(Bounding-box records)
□ □ □ □ □

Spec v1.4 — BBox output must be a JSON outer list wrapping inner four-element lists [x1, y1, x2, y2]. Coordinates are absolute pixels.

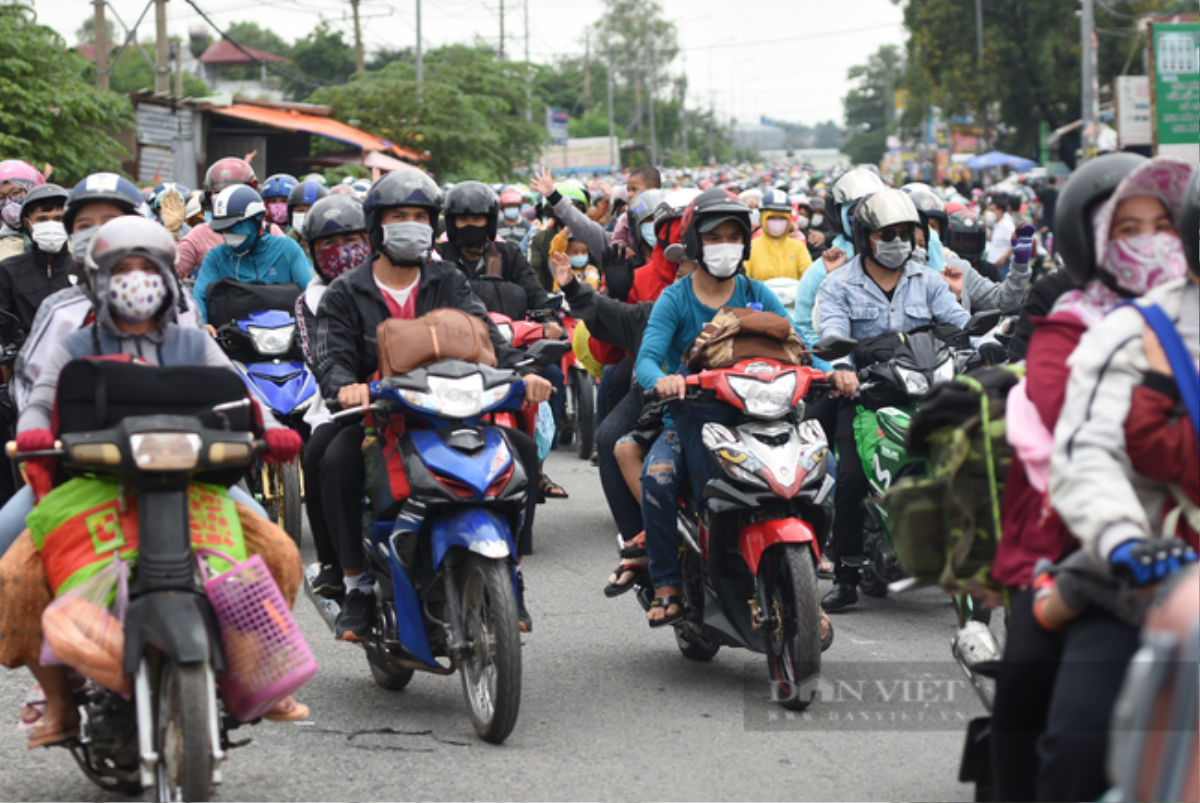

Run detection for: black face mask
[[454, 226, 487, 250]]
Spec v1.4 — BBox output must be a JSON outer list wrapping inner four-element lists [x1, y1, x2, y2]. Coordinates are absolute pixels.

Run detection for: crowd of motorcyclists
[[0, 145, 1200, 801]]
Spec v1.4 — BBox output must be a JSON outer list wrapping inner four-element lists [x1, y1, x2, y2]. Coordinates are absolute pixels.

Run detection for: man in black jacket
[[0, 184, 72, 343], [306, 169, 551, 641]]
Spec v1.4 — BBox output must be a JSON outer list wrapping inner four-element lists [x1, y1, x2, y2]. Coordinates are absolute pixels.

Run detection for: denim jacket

□ □ □ □ □

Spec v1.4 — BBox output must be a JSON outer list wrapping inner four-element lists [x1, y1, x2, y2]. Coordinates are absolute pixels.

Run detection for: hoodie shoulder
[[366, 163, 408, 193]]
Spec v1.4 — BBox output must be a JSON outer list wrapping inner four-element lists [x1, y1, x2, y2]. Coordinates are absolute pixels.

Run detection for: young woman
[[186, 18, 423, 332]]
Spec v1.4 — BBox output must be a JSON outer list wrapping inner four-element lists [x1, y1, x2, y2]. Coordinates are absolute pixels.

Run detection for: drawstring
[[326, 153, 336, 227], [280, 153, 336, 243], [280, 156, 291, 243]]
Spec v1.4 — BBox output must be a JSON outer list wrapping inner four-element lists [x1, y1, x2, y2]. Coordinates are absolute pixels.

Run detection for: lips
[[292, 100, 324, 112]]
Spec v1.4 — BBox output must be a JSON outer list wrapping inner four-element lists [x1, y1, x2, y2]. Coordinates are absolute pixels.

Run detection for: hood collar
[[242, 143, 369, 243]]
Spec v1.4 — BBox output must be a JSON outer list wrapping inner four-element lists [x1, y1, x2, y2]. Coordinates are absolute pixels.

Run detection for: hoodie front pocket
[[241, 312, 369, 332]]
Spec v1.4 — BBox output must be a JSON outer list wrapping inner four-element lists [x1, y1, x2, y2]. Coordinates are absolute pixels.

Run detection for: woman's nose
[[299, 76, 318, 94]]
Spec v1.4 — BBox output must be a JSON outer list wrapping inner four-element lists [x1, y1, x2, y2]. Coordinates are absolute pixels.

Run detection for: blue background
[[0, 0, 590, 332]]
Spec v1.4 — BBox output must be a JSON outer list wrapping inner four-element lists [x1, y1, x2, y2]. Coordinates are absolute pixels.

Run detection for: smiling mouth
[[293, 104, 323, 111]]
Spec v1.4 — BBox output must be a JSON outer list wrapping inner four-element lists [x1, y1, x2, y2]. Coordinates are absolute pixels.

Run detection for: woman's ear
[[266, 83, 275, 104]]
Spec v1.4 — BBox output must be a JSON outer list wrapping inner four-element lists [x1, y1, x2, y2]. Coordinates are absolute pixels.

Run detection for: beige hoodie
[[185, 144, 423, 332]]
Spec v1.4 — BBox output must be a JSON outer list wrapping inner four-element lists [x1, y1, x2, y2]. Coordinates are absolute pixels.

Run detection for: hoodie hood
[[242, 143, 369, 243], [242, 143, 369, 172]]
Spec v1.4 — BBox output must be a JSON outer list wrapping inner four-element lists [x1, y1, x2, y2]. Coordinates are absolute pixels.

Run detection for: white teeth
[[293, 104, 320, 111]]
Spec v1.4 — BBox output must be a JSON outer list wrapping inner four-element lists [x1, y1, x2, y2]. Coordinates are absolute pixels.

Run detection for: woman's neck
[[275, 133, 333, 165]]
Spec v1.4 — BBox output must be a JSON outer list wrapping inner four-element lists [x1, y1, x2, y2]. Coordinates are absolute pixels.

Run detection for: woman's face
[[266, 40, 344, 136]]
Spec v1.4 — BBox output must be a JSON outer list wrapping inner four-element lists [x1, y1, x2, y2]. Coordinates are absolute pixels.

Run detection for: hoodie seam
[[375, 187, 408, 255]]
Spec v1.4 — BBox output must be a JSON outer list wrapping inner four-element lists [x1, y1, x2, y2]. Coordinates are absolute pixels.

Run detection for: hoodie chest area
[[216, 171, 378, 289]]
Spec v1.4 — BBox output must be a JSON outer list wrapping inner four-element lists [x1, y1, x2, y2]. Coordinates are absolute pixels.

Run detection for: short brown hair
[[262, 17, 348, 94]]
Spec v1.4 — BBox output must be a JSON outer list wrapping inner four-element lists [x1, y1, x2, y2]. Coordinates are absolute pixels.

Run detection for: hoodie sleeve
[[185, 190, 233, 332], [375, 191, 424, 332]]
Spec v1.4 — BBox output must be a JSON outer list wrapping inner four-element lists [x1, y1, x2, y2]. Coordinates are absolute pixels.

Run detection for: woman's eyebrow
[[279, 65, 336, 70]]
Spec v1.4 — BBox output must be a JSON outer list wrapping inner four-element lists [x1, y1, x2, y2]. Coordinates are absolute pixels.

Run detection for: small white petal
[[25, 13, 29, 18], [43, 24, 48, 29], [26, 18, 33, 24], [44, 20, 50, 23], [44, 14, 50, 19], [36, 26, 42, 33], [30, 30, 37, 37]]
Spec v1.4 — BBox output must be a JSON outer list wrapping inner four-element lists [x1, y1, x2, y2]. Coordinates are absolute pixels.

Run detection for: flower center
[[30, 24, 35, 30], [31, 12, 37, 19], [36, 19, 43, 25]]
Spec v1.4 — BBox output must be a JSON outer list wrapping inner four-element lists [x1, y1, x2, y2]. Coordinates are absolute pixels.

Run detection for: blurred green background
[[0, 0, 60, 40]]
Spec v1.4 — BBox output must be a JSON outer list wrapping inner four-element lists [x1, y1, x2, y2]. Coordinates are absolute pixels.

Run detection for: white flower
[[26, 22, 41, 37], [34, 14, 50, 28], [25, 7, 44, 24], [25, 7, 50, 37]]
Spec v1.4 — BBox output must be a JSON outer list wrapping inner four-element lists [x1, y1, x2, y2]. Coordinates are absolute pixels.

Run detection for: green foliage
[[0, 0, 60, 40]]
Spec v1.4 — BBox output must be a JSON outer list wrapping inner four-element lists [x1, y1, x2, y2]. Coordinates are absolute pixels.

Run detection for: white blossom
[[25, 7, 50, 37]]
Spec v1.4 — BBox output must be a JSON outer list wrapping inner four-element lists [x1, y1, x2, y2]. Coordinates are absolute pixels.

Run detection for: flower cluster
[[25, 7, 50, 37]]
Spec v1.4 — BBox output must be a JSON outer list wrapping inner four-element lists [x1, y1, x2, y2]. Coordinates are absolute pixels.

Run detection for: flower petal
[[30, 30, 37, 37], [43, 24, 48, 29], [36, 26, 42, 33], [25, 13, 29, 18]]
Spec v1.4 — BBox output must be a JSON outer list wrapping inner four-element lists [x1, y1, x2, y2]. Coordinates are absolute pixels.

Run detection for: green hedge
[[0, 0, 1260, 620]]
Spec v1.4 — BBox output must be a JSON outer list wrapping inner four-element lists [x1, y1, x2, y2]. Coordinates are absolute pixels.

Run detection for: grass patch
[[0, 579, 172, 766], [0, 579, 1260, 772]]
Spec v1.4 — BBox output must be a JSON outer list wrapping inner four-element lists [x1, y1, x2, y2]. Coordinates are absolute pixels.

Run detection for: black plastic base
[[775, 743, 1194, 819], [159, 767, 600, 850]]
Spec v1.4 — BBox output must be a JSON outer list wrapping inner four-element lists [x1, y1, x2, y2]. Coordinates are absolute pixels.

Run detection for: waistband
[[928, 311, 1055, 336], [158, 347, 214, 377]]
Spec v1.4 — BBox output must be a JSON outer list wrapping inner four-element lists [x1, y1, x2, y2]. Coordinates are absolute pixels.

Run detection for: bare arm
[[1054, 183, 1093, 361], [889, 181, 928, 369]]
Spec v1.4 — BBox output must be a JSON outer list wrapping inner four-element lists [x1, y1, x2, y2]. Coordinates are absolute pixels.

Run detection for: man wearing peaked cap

□ □ □ □ □

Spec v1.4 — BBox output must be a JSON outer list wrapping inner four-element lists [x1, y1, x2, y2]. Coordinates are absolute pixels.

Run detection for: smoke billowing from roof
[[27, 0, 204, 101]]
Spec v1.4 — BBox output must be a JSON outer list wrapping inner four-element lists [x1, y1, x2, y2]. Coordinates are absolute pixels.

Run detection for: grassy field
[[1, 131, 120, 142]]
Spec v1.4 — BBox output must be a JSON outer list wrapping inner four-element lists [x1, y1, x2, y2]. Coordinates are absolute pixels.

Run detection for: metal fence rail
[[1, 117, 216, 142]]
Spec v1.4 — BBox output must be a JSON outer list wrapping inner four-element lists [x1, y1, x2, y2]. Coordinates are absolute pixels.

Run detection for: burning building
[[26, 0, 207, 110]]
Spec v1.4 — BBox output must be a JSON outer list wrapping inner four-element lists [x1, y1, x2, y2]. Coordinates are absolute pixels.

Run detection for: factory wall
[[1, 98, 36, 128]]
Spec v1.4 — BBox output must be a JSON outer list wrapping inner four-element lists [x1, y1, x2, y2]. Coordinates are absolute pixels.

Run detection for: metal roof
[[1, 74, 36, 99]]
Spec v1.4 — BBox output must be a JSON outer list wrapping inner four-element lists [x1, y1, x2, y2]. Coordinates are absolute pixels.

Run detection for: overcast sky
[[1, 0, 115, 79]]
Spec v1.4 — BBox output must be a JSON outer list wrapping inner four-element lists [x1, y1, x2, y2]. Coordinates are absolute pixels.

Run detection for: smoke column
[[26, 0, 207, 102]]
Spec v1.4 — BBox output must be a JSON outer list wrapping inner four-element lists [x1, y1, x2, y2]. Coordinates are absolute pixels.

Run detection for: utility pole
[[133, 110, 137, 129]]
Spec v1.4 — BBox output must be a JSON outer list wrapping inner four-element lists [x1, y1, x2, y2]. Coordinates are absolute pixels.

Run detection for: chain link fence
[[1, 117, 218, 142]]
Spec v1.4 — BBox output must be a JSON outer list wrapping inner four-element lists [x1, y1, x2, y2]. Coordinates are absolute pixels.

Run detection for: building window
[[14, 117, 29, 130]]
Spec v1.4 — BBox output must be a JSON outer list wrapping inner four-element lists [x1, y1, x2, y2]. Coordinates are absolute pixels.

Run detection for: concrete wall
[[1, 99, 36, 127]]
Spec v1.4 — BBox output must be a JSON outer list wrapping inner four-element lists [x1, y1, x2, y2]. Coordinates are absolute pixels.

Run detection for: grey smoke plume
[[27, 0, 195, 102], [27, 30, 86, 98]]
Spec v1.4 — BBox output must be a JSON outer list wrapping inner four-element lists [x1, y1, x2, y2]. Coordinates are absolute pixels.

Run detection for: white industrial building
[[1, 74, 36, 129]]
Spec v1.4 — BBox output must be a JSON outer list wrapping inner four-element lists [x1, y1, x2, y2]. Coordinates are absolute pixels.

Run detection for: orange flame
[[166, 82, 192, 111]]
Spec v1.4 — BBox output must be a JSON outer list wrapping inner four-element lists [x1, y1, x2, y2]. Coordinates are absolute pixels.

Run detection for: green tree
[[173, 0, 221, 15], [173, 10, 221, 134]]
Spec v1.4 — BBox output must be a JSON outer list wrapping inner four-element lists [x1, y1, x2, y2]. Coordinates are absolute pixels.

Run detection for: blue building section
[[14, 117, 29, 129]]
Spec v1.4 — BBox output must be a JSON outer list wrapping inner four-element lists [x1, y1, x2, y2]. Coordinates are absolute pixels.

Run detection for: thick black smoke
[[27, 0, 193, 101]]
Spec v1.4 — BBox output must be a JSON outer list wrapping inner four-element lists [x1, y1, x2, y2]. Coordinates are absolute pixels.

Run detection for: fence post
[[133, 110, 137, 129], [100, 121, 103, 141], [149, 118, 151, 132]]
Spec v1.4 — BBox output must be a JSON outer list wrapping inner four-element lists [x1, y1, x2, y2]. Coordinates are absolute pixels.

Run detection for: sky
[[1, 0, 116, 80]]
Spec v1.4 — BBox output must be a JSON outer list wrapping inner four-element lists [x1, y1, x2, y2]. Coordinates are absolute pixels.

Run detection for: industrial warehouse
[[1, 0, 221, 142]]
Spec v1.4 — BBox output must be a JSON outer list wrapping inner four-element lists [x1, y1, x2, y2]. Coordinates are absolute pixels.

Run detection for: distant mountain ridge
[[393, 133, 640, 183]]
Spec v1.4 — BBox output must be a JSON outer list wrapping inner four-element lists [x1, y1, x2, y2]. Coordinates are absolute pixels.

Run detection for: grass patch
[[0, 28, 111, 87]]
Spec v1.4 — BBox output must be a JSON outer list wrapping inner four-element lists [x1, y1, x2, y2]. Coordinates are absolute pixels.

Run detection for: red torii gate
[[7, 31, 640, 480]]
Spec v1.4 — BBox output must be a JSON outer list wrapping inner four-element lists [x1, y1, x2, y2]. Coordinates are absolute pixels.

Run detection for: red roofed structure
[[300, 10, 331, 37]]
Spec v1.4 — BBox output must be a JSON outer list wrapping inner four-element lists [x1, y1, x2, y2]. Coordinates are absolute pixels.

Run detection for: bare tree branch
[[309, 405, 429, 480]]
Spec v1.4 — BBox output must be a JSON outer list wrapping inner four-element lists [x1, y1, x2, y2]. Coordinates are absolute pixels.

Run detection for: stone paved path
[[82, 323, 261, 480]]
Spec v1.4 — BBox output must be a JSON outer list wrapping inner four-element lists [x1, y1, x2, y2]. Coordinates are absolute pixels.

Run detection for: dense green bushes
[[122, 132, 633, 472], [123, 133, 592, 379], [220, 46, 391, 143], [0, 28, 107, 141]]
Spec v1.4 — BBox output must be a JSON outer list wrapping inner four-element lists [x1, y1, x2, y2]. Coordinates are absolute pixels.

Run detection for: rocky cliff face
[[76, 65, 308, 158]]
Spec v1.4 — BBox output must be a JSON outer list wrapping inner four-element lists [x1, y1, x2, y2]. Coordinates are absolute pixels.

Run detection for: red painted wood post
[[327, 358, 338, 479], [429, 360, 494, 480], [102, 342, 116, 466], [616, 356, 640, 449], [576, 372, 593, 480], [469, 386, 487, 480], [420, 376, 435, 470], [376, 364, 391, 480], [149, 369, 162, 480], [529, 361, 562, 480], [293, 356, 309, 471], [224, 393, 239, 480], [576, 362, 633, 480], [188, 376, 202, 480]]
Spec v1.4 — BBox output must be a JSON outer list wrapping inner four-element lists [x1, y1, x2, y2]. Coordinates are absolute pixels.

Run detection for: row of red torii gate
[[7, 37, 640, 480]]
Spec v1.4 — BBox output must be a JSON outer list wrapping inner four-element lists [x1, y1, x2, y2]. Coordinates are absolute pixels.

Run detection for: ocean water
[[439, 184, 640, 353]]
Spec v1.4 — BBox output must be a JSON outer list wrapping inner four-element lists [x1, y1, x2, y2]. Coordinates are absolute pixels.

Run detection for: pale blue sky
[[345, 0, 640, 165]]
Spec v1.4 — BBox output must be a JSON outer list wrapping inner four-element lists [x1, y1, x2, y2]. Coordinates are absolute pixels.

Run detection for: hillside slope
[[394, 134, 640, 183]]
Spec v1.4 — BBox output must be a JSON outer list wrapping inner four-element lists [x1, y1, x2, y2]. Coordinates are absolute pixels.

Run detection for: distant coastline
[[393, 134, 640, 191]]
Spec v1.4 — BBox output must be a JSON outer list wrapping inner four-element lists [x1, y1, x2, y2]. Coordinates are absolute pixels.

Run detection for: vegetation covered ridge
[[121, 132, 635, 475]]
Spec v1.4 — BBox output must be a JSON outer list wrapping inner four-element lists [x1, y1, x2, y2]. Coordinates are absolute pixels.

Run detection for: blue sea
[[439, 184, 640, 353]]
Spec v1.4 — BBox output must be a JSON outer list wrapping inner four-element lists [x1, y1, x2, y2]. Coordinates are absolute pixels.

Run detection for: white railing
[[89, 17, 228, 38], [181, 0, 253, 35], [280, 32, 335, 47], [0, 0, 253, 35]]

□ □ □ □ □

Task objective >>
Report every line of the data that contains the word "post", copying each line in full.

Answer to the exercise >>
Run detection for: fence post
Run detection for: red painted wood post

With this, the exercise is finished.